■ **Selected excerpt**
..............................

In the aftermath of the divorce, Bobby seeks to throw his hat into political spaces, even being vetted by the Democratic party and working on Robert F. Kennedy's campaign. When he reveals to Nina that he may run for office, she expresses great concern and forbids him due to what personal information they may uncover about him. Nina reveals to a confused Bobby that she is actually his biological mother; Polly was his grandmother, who raised him as such to prevent family shame following Nina's teen pregnancy by an unknown father. Bobby casts Nina out and spirals into dejection and disillusionment ("I Am [Instrumental]"). His performances become erratic and he embraces denim, folk music, and counterculture, leading for him to get banned by the Copa and his career to be ruined. He loses everything in the divorce and becomes a recluse, moving to a small trailer in Big Sur, California alone.

Sandra visits Bobby some time later. They discuss fame and stardom, eventually leading Bobby to realize who he is and what he stands for in the face of a heart condition that should have killed him long ago ("If I Were a Carpenter"). He stages a comeback performance at the Copa; it is a massive success and revitalizes his career ("Once In a Lifetime / That's All (Reprise)"), but the performances are interspersed with heart palpitations. Eventually, Bobby dies due to a heart infection at 37. His colleagues and partners from his life continue to tell his story, and remind the audience to make the most of what they have in life. ("The Curtain Falls").

..............................

■ **Given records**
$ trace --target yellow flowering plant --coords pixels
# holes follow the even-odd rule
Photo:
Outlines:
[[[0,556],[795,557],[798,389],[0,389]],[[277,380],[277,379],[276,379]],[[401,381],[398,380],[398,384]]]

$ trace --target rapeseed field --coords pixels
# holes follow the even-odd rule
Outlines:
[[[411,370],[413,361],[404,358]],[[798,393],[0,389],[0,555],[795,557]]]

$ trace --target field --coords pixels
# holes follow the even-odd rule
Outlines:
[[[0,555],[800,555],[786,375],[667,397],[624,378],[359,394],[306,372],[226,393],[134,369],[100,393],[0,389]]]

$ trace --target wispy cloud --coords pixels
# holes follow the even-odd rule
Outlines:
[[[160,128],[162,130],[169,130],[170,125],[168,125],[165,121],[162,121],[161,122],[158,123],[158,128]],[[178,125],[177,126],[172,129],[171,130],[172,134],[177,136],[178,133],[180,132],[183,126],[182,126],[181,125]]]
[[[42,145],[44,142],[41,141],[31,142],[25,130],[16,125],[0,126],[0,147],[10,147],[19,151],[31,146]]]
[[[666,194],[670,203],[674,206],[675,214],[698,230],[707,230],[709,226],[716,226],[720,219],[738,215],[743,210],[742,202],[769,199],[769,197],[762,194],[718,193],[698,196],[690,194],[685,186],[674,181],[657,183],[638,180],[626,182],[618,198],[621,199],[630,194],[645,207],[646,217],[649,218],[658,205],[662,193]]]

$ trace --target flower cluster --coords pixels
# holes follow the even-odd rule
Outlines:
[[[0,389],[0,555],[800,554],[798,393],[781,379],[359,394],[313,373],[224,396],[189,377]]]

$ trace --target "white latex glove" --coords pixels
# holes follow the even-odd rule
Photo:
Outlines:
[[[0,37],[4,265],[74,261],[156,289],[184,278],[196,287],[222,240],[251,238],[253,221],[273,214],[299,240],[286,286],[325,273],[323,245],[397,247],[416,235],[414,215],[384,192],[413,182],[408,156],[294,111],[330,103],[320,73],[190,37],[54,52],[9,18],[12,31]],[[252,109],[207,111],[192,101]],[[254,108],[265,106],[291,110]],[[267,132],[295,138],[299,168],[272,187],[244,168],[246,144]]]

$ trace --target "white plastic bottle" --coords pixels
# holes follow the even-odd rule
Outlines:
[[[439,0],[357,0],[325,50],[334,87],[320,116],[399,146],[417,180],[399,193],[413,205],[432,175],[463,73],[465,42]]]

..............................

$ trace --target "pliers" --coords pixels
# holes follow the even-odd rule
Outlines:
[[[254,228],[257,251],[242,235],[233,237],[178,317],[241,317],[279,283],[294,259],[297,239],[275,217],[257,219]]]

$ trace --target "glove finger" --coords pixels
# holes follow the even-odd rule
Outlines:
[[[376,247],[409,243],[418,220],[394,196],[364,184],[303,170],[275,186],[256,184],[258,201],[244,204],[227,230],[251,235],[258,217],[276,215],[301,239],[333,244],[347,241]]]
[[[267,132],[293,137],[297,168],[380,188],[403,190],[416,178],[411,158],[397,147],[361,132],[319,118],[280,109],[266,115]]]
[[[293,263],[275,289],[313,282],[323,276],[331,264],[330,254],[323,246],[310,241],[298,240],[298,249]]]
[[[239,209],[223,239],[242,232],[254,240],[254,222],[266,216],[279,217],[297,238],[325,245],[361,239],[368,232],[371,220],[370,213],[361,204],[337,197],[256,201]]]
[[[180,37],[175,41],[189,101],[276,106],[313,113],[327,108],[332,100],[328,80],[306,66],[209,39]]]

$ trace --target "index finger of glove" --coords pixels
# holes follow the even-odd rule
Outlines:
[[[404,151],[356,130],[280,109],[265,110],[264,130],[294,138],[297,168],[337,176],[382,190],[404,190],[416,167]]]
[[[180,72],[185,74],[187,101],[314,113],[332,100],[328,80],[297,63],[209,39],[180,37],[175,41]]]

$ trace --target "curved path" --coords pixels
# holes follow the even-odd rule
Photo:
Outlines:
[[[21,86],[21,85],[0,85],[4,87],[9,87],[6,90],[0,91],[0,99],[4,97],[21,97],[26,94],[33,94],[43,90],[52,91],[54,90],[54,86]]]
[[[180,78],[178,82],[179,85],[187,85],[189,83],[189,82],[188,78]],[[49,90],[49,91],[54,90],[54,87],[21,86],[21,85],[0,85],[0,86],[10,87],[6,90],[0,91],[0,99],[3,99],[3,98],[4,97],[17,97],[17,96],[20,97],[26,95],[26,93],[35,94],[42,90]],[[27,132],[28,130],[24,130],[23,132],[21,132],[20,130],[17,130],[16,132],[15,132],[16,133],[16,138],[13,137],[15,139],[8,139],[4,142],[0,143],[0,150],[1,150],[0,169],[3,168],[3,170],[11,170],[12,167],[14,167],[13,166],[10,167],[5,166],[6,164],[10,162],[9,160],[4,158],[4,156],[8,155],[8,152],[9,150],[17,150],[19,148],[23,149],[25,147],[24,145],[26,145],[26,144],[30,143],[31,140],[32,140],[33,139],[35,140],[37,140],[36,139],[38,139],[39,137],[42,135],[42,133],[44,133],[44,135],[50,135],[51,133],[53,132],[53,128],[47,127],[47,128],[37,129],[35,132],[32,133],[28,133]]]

..............................

■ **Required work**
1) According to the plot summary, what does Nina reveal she actually is to Bobby?
2) Print the part of the plot summary from "In the aftermath" up to and including "Sur, California alone.".

■ **Results by task**
1) His biological mother.

2)
In the aftermath of the divorce, Bobby seeks to throw his hat into political spaces, even being vetted by the Democratic party and working on Robert F. Kennedy's campaign. When he reveals to Nina that he may run for office, she expresses great concern and forbids him due to what personal information they may uncover about him. Nina reveals to a confused Bobby that she is actually his biological mother; Polly was his grandmother, who raised him as such to prevent family shame following Nina's teen pregnancy by an unknown father. Bobby casts Nina out and spirals into dejection and disillusionment ("I Am [Instrumental]"). His performances become erratic and he embraces denim, folk music, and counterculture, leading for him to get banned by the Copa and his career to be ruined. He loses everything in the divorce and becomes a recluse, moving to a small trailer in Big Sur, California alone.